Page extract
::::

EDITORIAL: Time to stun taser use

November 4, 2008
Calgary Herald

An immediate moratorium on the use of Taser stun guns would be an appropriate response to the latest death -- this time in Calgary. The incident also highlights the need for national standards to be developed, based on independent research -- not that funded by Taser International, the company that makes the weapons.

Calgary police used a Taser on an agitated man during his arrest in an apparent break and enter on the weekend. He died Monday in hospital.

Many questions remain, including whether or not the Taser deployed even worked. Still, in the face of increasing fatalities, any insistence from police and authorities that no evidence exists proving the weapons are a danger, loses credibility.

People are dead who might otherwise be alive had their condition been recognized as one requiring medical attention, not an electric shock. The condition is commonly referred to by police and other experts as "excited delirium." There's no consensus among experts on what effect a jolt of up to 50,000 volts has on suspects in this agitated state.

Tasers may not be directly linked to deaths, but they are certainly indirectly associated with at least 22 fatalities in Canada, alone. In North America, that number jumps to 300.

The most controversial death was caught on video last year, when 40-year-old Robert Dziekanski died at the Vancouver International Airport after being Tasered twice by RCMP.

The latest two fatalities occurred within a week of each other, both in Alberta. Last week, Edmonton police used a stun gun to subdue a man on a rampage in a pawn shop. He died a day later.

The use of Tasers by North American police forces is a relatively new phenomenon, and one that still has many unknowns in practice, if not in theory. Victoria was the first Canadian jurisdiction to adopt the weapons in 1999, but their use has exploded in the past four years, with some 2,000 to 3,000 weapons now available to officers in Canada.

Tasers are supposed to be an effective, last-resort alternative to lethal force. They are supposed to save lives, not end them. Yet, a media review of 563 Taser incidents reported by the RCMP between 2002 and 2005 revealed a disturbing pattern of use by the Mounties. The high-powered weapons were used as a quick means to subdue low-risk suspects or prisoners.

The Canadian Medical Association Journal believes more independent study of potential health risks is needed. A recent editorial noted most of the research is funded by the weapon's maker, Taser International.

Tasers may well be a better alternative to firearms, but they are only as good as the training and protocols governing how police officers use them.

The answer lies in part with the politicians, who should be pushing for a coherent national policy, instead of blindly defending their use until evidence proves otherwise.

An unbiased, national review of police-confrontation deaths before and after Tasers were introduced needs to be conducted. And until it's proven beyond doubt that Tasers had nothing to do with the 22 deaths, the use of such force should be suspended.

::::

What this task involves
Condense the paragraph of the Taser editorial that begins "The use of Tasers by North American police forces" into a shorter version that keeps its main facts. Draw only on the Taser editorial and on no other source.

Stored records:

::::

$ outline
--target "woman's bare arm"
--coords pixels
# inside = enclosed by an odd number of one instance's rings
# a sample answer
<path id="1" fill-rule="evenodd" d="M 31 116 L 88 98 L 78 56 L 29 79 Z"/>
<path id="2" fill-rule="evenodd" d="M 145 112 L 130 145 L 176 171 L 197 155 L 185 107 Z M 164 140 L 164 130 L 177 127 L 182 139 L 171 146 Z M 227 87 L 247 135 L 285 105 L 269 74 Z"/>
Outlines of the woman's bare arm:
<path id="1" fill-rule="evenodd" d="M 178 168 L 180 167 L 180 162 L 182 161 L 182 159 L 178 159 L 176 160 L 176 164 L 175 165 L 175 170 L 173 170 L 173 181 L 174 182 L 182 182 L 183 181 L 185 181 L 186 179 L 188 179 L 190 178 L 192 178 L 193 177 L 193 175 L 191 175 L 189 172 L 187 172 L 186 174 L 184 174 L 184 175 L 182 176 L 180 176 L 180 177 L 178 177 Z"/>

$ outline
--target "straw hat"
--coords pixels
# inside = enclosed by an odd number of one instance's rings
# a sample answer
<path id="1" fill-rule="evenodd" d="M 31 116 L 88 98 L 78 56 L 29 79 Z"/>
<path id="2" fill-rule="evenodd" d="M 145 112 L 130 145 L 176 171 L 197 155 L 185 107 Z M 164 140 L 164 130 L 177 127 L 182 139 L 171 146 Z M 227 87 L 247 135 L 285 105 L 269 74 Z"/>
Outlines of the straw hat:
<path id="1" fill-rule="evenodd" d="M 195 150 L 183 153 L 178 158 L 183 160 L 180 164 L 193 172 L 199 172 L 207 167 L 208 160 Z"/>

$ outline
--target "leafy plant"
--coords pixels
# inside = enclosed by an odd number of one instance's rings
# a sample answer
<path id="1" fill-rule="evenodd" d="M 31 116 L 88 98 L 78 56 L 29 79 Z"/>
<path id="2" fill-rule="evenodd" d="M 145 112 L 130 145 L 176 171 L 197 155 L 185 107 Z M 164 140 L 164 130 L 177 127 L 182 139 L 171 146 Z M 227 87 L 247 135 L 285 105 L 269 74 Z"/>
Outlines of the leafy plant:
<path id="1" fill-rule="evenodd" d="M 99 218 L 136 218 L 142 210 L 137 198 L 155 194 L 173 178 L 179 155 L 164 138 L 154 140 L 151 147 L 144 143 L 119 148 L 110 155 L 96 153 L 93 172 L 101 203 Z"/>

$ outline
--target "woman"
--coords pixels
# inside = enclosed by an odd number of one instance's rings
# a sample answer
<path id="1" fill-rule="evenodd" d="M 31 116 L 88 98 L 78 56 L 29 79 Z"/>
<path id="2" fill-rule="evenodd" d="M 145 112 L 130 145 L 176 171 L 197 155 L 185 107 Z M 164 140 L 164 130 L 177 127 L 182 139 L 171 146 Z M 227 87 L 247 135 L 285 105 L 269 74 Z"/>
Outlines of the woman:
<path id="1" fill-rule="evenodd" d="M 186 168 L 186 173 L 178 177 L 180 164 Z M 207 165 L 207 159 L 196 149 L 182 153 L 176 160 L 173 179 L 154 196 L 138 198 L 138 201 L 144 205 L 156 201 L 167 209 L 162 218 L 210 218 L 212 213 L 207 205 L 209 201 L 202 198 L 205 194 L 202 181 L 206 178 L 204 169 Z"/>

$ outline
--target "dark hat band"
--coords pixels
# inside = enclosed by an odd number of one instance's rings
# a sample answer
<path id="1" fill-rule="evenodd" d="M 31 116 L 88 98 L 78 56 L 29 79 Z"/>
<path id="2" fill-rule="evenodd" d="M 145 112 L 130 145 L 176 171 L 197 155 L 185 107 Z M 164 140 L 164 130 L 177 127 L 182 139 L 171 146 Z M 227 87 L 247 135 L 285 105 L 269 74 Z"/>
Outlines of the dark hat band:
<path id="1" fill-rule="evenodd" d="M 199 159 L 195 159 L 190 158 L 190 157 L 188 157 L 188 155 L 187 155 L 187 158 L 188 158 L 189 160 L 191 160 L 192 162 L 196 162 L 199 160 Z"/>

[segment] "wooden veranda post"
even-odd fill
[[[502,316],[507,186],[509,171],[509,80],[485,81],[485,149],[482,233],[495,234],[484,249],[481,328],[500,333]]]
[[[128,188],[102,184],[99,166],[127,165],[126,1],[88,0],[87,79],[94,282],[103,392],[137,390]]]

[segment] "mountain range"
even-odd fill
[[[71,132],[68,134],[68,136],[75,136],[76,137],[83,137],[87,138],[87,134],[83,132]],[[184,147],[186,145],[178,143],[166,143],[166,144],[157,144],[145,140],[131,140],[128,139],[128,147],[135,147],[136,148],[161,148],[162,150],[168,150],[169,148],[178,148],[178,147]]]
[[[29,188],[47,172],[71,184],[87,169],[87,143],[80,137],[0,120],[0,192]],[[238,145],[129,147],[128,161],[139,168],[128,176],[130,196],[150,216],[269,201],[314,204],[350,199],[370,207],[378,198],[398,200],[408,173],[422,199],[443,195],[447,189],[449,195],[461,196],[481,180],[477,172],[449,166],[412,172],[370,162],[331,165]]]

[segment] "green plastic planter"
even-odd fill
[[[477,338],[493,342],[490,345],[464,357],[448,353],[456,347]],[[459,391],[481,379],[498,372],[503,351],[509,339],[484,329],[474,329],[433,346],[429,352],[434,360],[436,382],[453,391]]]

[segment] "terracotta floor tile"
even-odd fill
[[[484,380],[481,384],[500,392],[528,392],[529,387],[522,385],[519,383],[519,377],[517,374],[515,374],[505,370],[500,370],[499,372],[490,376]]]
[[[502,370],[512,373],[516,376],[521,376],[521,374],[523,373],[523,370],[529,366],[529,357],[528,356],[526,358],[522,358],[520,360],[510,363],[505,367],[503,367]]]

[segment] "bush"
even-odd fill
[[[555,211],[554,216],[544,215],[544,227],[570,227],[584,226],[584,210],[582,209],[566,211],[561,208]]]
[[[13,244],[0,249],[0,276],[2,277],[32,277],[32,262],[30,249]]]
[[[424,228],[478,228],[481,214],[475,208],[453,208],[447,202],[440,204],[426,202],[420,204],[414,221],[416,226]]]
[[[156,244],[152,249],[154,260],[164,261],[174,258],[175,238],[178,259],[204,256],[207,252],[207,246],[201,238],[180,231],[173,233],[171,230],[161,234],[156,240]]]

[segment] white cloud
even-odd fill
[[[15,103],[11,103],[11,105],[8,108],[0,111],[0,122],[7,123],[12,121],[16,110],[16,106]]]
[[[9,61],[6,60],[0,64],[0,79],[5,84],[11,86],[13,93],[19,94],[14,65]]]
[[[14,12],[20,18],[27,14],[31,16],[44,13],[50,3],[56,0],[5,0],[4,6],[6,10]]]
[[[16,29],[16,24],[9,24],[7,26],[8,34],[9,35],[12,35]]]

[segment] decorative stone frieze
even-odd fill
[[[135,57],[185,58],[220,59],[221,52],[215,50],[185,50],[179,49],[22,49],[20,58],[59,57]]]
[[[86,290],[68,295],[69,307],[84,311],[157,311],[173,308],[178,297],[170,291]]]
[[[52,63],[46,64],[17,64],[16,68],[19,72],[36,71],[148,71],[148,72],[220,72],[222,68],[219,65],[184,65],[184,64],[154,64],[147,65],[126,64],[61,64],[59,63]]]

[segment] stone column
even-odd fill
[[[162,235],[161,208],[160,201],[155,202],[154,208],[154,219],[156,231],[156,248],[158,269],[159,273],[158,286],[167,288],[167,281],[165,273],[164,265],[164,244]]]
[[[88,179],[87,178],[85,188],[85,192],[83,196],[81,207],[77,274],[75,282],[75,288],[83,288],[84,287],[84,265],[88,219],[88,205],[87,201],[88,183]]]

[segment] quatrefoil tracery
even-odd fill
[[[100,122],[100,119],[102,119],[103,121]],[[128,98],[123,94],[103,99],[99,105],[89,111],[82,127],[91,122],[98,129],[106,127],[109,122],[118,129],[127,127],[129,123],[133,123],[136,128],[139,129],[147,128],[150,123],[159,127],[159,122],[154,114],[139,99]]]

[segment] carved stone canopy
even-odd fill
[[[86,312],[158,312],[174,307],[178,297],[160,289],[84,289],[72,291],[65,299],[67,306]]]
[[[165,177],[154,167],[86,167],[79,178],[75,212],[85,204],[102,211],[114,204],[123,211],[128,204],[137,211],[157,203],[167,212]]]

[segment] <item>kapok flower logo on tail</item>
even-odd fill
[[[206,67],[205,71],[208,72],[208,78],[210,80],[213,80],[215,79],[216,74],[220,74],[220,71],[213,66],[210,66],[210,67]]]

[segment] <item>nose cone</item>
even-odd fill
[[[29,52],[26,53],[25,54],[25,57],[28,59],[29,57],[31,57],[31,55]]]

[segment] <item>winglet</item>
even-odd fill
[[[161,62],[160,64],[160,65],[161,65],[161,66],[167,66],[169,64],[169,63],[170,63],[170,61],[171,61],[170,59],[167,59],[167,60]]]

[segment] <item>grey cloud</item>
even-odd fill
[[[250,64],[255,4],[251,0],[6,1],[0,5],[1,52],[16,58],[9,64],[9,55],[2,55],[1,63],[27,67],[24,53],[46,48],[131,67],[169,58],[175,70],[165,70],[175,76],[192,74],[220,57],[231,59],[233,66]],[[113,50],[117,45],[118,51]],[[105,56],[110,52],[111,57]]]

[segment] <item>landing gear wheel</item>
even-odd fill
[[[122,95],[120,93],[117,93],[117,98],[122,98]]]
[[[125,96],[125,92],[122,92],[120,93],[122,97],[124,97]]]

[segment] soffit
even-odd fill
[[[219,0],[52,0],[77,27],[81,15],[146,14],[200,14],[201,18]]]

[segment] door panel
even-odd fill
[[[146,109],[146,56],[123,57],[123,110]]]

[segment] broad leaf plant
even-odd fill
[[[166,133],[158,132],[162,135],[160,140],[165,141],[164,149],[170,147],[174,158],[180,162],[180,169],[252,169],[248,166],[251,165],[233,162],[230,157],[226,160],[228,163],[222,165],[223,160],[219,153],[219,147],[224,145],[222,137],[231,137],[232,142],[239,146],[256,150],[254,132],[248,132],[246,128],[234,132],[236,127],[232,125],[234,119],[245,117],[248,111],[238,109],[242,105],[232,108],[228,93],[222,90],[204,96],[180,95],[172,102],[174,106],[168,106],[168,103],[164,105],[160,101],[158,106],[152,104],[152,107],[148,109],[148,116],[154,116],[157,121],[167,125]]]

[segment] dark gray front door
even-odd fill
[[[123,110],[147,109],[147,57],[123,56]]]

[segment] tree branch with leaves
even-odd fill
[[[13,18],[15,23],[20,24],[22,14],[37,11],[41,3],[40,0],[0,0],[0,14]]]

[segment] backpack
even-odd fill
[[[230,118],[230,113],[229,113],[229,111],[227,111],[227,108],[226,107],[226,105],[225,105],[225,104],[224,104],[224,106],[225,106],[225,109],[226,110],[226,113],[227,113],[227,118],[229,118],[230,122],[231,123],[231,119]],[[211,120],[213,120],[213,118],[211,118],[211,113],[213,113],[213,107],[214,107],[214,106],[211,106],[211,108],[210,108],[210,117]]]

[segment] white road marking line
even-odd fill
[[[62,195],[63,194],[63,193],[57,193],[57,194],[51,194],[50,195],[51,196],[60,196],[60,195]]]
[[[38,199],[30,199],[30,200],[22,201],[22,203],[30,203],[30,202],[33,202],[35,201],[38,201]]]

::::

Finished task
Police use of Tasers in North America is relatively new and still has many practical unknowns. Victoria was the first Canadian jurisdiction to adopt the weapons, in 1999. Their use has exploded in the past four years, and some 2,000 to 3,000 are now available to officers in Canada.